Retype each entry below exactly as it stands.

━━━ Raw records ━━━

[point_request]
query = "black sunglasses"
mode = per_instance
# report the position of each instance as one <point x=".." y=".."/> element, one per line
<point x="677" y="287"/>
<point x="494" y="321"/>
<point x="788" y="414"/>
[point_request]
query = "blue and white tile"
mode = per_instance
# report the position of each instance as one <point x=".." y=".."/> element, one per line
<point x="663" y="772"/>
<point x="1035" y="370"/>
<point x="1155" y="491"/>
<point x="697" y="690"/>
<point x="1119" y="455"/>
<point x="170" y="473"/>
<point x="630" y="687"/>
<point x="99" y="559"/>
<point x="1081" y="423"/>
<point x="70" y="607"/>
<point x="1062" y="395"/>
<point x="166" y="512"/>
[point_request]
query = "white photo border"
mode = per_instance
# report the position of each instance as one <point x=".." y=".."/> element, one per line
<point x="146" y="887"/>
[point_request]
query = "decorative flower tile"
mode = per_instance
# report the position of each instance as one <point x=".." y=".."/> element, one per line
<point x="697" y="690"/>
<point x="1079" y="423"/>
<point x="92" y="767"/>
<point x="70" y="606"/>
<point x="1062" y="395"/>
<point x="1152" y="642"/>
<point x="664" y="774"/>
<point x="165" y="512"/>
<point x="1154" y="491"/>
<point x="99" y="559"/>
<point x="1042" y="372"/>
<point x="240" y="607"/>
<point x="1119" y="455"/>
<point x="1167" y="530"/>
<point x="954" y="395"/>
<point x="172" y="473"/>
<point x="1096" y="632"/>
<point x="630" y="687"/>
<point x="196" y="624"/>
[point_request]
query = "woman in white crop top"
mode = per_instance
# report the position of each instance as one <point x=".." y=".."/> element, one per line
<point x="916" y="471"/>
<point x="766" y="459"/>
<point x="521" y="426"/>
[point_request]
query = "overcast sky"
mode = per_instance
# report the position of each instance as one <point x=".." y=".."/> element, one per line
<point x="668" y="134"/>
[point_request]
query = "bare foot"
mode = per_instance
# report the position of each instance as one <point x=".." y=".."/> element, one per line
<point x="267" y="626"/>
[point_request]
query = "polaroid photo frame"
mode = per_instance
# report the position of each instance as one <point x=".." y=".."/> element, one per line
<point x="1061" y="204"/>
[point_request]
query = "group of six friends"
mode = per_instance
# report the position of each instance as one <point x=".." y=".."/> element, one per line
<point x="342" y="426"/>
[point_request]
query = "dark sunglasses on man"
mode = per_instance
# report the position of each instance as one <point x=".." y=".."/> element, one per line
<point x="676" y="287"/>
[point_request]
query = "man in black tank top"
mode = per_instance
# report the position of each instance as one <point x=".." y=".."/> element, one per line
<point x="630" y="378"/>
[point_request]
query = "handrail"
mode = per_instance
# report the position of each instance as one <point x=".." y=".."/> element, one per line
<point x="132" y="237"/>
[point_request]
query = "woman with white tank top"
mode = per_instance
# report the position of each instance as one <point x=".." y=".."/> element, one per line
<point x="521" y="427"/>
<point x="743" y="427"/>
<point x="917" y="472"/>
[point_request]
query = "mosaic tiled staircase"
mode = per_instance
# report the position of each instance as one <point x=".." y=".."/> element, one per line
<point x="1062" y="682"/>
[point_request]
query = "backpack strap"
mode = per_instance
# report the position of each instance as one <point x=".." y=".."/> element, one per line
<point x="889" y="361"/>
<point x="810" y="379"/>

━━━

### Exercise answer
[point_request]
query = "black sunglasses"
mode = per_instance
# report the position of each instance as one <point x=".." y=".."/> element, one per line
<point x="677" y="287"/>
<point x="494" y="321"/>
<point x="788" y="414"/>
[point_request]
query = "blue and white tile"
mode = per_instance
# report the position of each instance as one <point x=".." y=".."/> element, one per line
<point x="663" y="772"/>
<point x="1035" y="370"/>
<point x="1155" y="491"/>
<point x="697" y="690"/>
<point x="1119" y="455"/>
<point x="170" y="473"/>
<point x="630" y="687"/>
<point x="99" y="559"/>
<point x="1081" y="423"/>
<point x="70" y="607"/>
<point x="1062" y="395"/>
<point x="166" y="512"/>
[point_request]
query = "white photo border"
mode = per_instance
# report the position of each instance as one <point x=".." y=".."/> element, one per line
<point x="146" y="887"/>
[point_request]
query = "decorative flower tile"
mode = per_instance
# report the position of each instance as one <point x=".." y=".."/> element, one per line
<point x="697" y="690"/>
<point x="1079" y="423"/>
<point x="92" y="767"/>
<point x="70" y="606"/>
<point x="1062" y="395"/>
<point x="1152" y="642"/>
<point x="664" y="774"/>
<point x="165" y="512"/>
<point x="1154" y="491"/>
<point x="99" y="559"/>
<point x="1042" y="372"/>
<point x="240" y="607"/>
<point x="1119" y="455"/>
<point x="1167" y="530"/>
<point x="954" y="395"/>
<point x="172" y="473"/>
<point x="1096" y="632"/>
<point x="630" y="687"/>
<point x="196" y="624"/>
[point_request]
query = "woman in white crop top"
mode = per_instance
# report the position of each instance as one <point x=".." y=".."/> element, one per line
<point x="916" y="471"/>
<point x="766" y="459"/>
<point x="521" y="426"/>
[point_request]
query = "overcast sky"
mode = per_instance
# report the position of each instance as one <point x=".." y=".."/> element, one per line
<point x="668" y="134"/>
[point_request]
query = "bare foot"
mode = per_instance
# report the position of each instance as one <point x=".." y=".."/> element, one per line
<point x="267" y="626"/>
[point_request]
query = "polaroid photo frame"
mode = per_instance
# report the position of each instance as one <point x=".." y=".."/> element, one per line
<point x="1061" y="204"/>
[point_request]
query = "group of six friends"
mode = per_instance
# report the position of each instance as one <point x=".." y=".."/> element, one per line
<point x="342" y="426"/>
[point_request]
query = "dark sunglasses on man"
mode = per_instance
# report the position of each instance as one <point x=".." y=".."/> element, one per line
<point x="676" y="287"/>
[point_request]
query = "man in black tank top"
mode = per_instance
# report the position of each instance as one <point x=".." y=".."/> element, one per line
<point x="630" y="378"/>
[point_request]
query = "handrail"
mode = per_instance
# report the position of each instance as one <point x=".." y=".."/> element, one per line
<point x="132" y="237"/>
[point_request]
query = "woman with white tank top"
mode = per_instance
# report the position of each instance as one <point x=".." y=".."/> element, one per line
<point x="521" y="427"/>
<point x="743" y="427"/>
<point x="917" y="472"/>
[point_request]
query = "mosaic tiled staircase"
mode = per_instance
# report the position of each instance as one <point x=".." y=".."/> element, one per line
<point x="1062" y="682"/>
[point_request]
query = "backpack strap"
mode = per_instance
# report the position of each instance as one <point x=".." y=".."/> element, one per line
<point x="889" y="361"/>
<point x="810" y="379"/>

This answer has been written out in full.